§ **STATED TASK**
Express the data below as a JSON list of strings, one string per line and no blank lines. Begin at the line that has "Mark a point on each instance of the belt", stop after the final line of the data, and leave out the pictures.

§ **RECORDS**
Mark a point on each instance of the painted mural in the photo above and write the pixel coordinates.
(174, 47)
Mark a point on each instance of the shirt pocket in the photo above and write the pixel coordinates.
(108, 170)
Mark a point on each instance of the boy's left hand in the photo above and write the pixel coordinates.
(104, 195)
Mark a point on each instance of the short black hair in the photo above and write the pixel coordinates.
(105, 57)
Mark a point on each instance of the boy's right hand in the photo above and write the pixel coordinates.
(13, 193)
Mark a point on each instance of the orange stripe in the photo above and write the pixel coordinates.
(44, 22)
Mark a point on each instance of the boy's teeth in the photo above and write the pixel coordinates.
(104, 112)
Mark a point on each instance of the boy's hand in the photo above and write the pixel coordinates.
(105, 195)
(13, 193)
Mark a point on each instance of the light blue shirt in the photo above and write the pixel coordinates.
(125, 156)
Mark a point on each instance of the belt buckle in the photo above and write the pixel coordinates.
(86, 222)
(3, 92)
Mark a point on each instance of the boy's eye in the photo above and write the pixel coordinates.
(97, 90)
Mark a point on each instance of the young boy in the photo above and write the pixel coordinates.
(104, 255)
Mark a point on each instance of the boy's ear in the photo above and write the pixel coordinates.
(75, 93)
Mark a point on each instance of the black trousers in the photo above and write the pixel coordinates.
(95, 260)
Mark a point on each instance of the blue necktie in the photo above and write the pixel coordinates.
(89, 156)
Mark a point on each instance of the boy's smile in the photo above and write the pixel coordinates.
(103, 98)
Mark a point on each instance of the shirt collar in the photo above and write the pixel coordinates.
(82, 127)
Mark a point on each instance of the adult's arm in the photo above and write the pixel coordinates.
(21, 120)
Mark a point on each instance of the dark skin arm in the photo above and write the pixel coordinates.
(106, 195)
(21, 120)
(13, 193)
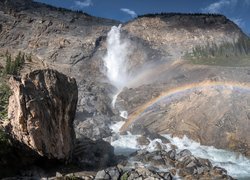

§ **EXERCISE ANSWER**
[
  "Mark a point on each instance of the belt buckle in the photo above and write the pixel coordinates.",
  "(86, 222)",
  "(3, 92)",
  "Mark a point on each instance of the boy's eye in the photo above and write the pixel coordinates.",
  "(97, 90)",
  "Mark a point on each instance of the young boy in the photo above and write the pixel coordinates.",
  "(104, 255)",
  "Mark a point on each instance of the boy's ear in the photo above and write the pixel coordinates.",
  "(75, 93)",
  "Mark a point on each instance of the black trousers in the photo above and write the pixel coordinates.",
  "(95, 260)",
  "Mark a point on each instance of the blue necktie in the photo above and write the pixel coordinates.",
  "(89, 156)",
  "Mark a point on each instance of the boy's smile in the photo above and write the pixel coordinates.",
  "(103, 98)",
  "Mark a point on each instance of the shirt collar in the photo above and write the pixel coordinates.",
  "(82, 127)",
  "Mark a point on each instance of the adult's arm in the photo above and write the pixel coordinates.",
  "(21, 120)",
  "Mark a point on each instance of the dark skin arm in the photo above and write the pixel coordinates.",
  "(106, 195)",
  "(21, 120)",
  "(13, 193)"
]